(Rows of box annotation data)
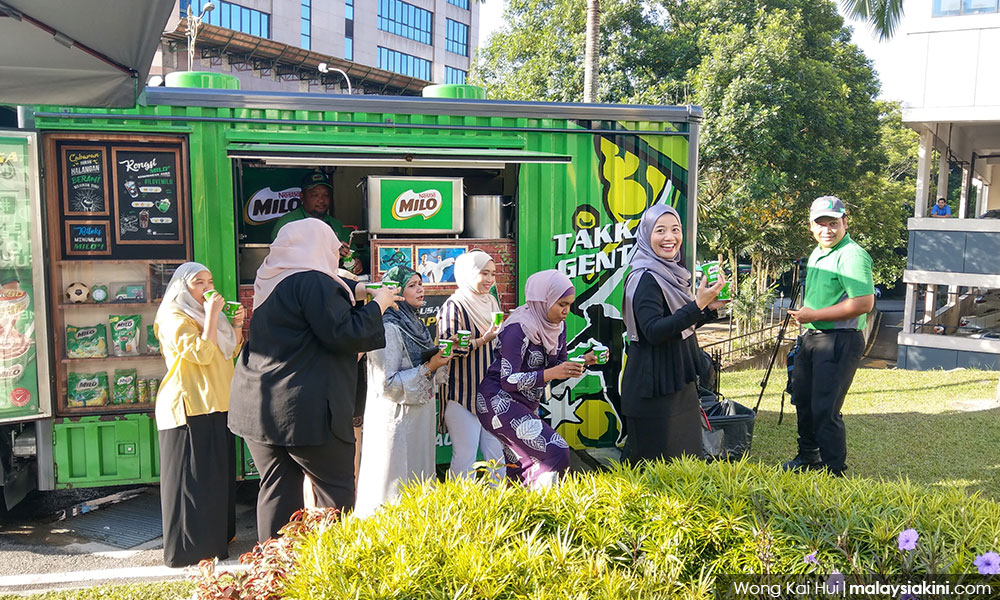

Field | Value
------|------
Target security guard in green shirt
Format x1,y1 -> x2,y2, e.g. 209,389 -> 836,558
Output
271,171 -> 364,275
784,196 -> 875,476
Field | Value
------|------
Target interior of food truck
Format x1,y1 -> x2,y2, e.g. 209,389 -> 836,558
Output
233,158 -> 519,285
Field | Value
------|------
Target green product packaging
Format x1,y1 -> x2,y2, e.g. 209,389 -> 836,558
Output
66,371 -> 108,408
108,315 -> 142,356
111,369 -> 138,404
146,325 -> 160,354
66,325 -> 108,358
701,260 -> 732,300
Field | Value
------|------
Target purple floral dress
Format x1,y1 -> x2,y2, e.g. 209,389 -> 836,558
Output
476,323 -> 569,487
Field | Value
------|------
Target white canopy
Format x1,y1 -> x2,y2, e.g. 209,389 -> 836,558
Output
0,0 -> 174,107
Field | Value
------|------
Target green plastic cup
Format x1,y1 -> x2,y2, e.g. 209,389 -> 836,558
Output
222,301 -> 243,319
701,260 -> 732,300
593,344 -> 611,365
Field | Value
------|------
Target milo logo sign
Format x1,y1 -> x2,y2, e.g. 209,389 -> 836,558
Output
243,187 -> 302,225
76,377 -> 101,392
368,175 -> 463,233
392,189 -> 442,221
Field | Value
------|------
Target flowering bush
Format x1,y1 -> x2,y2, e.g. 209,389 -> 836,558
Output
189,460 -> 1000,600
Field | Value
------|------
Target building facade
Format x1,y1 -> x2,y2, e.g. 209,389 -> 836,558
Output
152,0 -> 479,93
893,0 -> 1000,370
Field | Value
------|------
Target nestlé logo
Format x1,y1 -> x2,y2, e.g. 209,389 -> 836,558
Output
392,190 -> 442,221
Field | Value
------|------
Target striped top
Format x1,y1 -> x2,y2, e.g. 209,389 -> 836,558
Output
438,298 -> 496,414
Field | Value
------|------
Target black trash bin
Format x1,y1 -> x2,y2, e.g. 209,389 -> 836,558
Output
701,390 -> 755,461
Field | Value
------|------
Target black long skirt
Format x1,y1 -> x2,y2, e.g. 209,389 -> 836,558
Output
625,383 -> 704,462
159,412 -> 236,567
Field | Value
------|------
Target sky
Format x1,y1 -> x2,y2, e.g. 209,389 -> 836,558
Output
479,0 -> 907,100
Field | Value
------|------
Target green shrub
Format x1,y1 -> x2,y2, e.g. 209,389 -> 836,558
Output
193,460 -> 1000,600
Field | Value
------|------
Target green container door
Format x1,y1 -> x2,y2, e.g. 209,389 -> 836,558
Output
53,415 -> 152,488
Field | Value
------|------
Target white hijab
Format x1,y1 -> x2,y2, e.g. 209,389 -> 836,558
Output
253,218 -> 354,310
452,250 -> 500,334
153,262 -> 236,358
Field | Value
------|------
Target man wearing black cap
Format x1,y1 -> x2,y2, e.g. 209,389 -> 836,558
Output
271,171 -> 364,274
784,196 -> 875,476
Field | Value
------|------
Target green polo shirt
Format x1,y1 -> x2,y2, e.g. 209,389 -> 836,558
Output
803,234 -> 875,329
271,206 -> 351,244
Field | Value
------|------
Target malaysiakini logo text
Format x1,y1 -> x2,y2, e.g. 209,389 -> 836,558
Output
392,190 -> 442,221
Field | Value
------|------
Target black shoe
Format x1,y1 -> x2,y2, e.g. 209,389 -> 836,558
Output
781,454 -> 823,471
822,465 -> 847,477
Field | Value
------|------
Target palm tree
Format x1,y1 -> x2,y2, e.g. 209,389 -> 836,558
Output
583,0 -> 601,102
840,0 -> 903,42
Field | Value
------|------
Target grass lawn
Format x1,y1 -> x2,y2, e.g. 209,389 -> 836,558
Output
721,368 -> 1000,501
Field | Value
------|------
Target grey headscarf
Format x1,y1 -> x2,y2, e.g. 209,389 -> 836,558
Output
154,262 -> 236,358
622,204 -> 694,342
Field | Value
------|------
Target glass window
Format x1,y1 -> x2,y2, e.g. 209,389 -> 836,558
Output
962,0 -> 997,15
378,46 -> 431,81
931,0 -> 997,17
180,0 -> 270,38
444,65 -> 468,84
444,19 -> 469,56
378,0 -> 433,45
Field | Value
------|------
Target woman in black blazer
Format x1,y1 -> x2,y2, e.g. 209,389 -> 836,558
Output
621,205 -> 725,461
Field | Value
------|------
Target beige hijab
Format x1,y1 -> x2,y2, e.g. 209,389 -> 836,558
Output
253,218 -> 354,310
452,250 -> 500,334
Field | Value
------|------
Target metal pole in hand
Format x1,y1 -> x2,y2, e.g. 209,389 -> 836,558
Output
753,260 -> 801,414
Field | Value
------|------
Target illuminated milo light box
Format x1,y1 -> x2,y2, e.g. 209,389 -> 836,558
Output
368,177 -> 465,234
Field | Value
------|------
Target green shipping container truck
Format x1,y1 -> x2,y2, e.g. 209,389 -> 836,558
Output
0,75 -> 701,505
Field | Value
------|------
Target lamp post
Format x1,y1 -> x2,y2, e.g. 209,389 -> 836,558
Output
187,2 -> 215,71
316,63 -> 352,95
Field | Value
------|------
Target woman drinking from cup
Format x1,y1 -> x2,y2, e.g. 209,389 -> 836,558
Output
438,250 -> 506,480
153,262 -> 244,567
355,266 -> 450,517
621,204 -> 726,461
476,269 -> 594,488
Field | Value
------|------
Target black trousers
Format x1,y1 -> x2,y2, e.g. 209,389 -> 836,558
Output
158,412 -> 236,567
245,435 -> 354,542
792,330 -> 865,473
624,382 -> 704,462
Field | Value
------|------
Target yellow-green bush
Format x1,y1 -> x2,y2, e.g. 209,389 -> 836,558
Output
195,460 -> 1000,600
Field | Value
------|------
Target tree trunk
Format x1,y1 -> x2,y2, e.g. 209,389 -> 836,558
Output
583,0 -> 601,102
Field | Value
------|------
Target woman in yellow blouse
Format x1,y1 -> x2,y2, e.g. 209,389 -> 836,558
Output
154,262 -> 245,567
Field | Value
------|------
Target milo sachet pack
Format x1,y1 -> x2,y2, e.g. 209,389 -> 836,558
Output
66,325 -> 108,358
66,371 -> 108,408
108,315 -> 142,356
146,325 -> 160,354
111,369 -> 138,404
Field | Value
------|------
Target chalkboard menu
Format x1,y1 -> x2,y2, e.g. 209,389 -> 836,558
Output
66,221 -> 111,256
58,141 -> 189,260
61,146 -> 108,215
112,148 -> 184,244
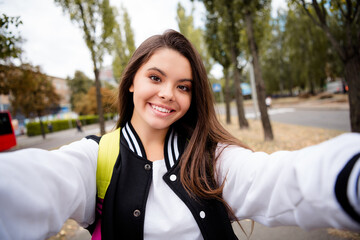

_Task details_
Copy every line from the items above that contains the string "shirt". Case matters.

_Solution to this problem_
Target security guard in green shirt
Target green polo shirt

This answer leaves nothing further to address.